__Task to complete__
Rewrite the stretch of items from the line containing "Target: metal bench leg" through the end of the items as a JSON list of strings, one string per line, with blank lines omitted.

---------------

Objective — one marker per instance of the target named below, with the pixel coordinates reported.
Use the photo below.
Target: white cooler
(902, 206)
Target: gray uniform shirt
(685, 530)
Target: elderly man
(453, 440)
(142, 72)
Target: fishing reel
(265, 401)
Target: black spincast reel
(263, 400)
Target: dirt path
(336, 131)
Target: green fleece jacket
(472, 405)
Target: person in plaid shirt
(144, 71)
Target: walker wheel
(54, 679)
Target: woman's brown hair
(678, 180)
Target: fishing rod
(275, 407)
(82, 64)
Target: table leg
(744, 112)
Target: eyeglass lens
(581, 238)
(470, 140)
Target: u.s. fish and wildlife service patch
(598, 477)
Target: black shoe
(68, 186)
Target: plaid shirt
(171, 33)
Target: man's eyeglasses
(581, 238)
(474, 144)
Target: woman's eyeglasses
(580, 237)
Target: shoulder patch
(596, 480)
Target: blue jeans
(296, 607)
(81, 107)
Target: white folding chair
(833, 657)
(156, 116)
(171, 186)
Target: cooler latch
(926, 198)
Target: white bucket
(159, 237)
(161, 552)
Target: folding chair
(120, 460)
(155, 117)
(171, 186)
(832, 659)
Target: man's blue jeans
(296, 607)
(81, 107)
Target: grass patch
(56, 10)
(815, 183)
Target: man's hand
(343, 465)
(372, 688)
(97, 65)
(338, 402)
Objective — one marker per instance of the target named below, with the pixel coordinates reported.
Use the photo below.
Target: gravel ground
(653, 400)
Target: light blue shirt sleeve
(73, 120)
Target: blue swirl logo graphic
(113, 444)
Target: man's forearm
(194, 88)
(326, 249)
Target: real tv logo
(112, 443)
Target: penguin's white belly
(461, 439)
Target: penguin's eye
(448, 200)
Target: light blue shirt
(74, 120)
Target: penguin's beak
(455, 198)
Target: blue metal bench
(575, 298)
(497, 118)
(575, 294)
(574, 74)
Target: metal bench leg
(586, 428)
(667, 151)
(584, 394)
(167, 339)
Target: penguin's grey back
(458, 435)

---------------

__Response to this task__
[
  "Target: metal bench leg",
  "(586, 428)",
  "(667, 151)",
  "(584, 394)",
  "(167, 339)",
  "Target: penguin's grey back",
  "(458, 435)"
]